**The problem**: All the lines below need to be transcribed exactly. Pictures get left out.

**Available data**:
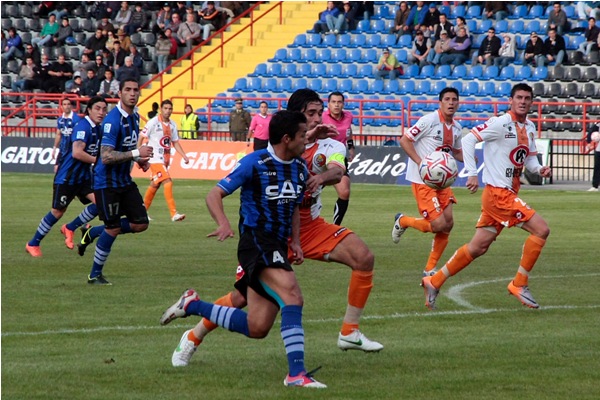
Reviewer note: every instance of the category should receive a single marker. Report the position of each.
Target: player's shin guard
(531, 251)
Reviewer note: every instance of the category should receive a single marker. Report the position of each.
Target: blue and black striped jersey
(119, 131)
(65, 126)
(271, 189)
(72, 171)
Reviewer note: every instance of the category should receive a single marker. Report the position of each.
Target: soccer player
(160, 133)
(64, 128)
(116, 192)
(319, 240)
(272, 184)
(509, 147)
(434, 131)
(73, 177)
(342, 121)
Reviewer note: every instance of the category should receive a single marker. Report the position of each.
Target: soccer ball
(438, 170)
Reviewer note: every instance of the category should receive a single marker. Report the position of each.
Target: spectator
(444, 25)
(554, 49)
(557, 19)
(33, 52)
(60, 72)
(47, 33)
(208, 19)
(189, 33)
(496, 9)
(416, 17)
(91, 84)
(105, 24)
(534, 51)
(591, 37)
(508, 51)
(345, 20)
(123, 15)
(163, 49)
(420, 50)
(461, 23)
(440, 48)
(138, 20)
(123, 39)
(488, 50)
(128, 71)
(388, 66)
(64, 35)
(330, 11)
(432, 18)
(26, 75)
(95, 44)
(109, 87)
(400, 26)
(460, 46)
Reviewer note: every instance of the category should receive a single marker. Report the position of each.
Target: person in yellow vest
(189, 123)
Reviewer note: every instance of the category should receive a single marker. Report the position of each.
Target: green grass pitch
(63, 339)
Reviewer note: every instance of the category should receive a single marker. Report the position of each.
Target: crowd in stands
(108, 54)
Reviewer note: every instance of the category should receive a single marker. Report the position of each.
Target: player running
(509, 147)
(434, 131)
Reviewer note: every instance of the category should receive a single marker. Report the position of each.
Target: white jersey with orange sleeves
(160, 138)
(319, 156)
(427, 136)
(504, 153)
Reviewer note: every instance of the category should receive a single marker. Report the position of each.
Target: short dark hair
(92, 101)
(283, 123)
(301, 98)
(521, 86)
(336, 93)
(449, 89)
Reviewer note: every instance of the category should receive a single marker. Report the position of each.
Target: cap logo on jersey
(518, 155)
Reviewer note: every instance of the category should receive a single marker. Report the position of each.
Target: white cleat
(397, 230)
(357, 341)
(177, 310)
(184, 351)
(178, 217)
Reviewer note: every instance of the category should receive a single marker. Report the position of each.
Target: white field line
(454, 293)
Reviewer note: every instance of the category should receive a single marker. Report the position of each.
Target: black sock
(341, 206)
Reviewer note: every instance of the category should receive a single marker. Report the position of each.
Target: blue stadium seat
(392, 86)
(349, 70)
(333, 71)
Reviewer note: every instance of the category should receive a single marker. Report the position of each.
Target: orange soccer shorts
(501, 208)
(319, 238)
(432, 202)
(159, 173)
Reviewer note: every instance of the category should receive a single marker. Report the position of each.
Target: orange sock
(222, 301)
(531, 251)
(168, 188)
(455, 264)
(440, 241)
(419, 224)
(149, 196)
(361, 283)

**Finished exercise**:
Reviewer note: every instance of the category should receive a single marker. Report the position of each.
Target: player's shin guard
(531, 251)
Reviewer note: every instance of the category should receive a single marker. Report the position of each.
Target: blue and black striped jersey
(119, 131)
(65, 126)
(271, 189)
(72, 171)
Reviewer note: every instance of the category should receive a single marker. Report the position of each.
Target: soccer player
(160, 133)
(64, 128)
(116, 192)
(319, 240)
(272, 184)
(509, 147)
(434, 131)
(73, 177)
(342, 121)
Reviewer note: every instance of the category should receive a single marker. Report the position of each.
Target: soccer ball
(438, 170)
Reviewer note: every instance of the category should receive a single marker. Report the position of each.
Target: spectator
(444, 25)
(554, 49)
(557, 19)
(33, 52)
(60, 72)
(47, 33)
(208, 19)
(189, 33)
(496, 9)
(416, 17)
(91, 84)
(105, 24)
(534, 51)
(591, 37)
(508, 51)
(345, 20)
(123, 15)
(163, 49)
(420, 50)
(461, 23)
(440, 48)
(138, 20)
(123, 39)
(488, 50)
(128, 71)
(388, 66)
(64, 35)
(330, 11)
(432, 18)
(26, 75)
(95, 44)
(109, 87)
(400, 26)
(460, 46)
Reviewer note: every instance of the category should receive a single marker. Report the position of each.
Target: person in yellow vest
(189, 123)
Reviewer note: every instance of the category should receive a single marker. Report the position of each.
Target: green grass pitch
(63, 339)
Reviewer note: every instance of the category should receive a single marker. Report the position of each.
Target: crowd in stands
(108, 54)
Reviewer note: every instance of the category should receive a single marker. Report the position of each.
Target: player running
(509, 147)
(434, 131)
Reviewer note: every instance of the category should receive a single marker. Report the position of each.
Target: white jersey with orange sleeves
(160, 138)
(319, 156)
(427, 136)
(504, 153)
Reviewer note: every instance of the category should receive a single marker. Report the position of each.
Target: short dark hair
(92, 101)
(283, 123)
(301, 98)
(521, 86)
(336, 93)
(449, 89)
Reviewer note: every instance of the category should receive a single marker. Report the position of each.
Target: cap logo on jersey
(518, 155)
Reviewer note: every instance of the category should receive a single marker. Report the position of each.
Target: white cleat
(397, 230)
(357, 341)
(177, 310)
(184, 351)
(178, 217)
Reviewer note: every instance of the category should receive a single marker. Report the position of each.
Target: white field line
(454, 293)
Reviewer note: every instance of the category should receive a single marker. Report the position of each.
Target: black sock
(341, 206)
Reviewer note: every instance of the category should receive a single marker. Report the position of each.
Target: blue stadium seat
(392, 86)
(349, 70)
(333, 71)
Reviewer note: every instance of the category should receive a single marker. Report the position of each.
Target: orange soccer shorts
(501, 208)
(319, 238)
(432, 202)
(159, 173)
Reviewer note: every instance of the category should receive a single marker. Report the position of each.
Target: orange sock
(222, 301)
(531, 251)
(168, 188)
(455, 264)
(440, 241)
(419, 224)
(149, 196)
(361, 283)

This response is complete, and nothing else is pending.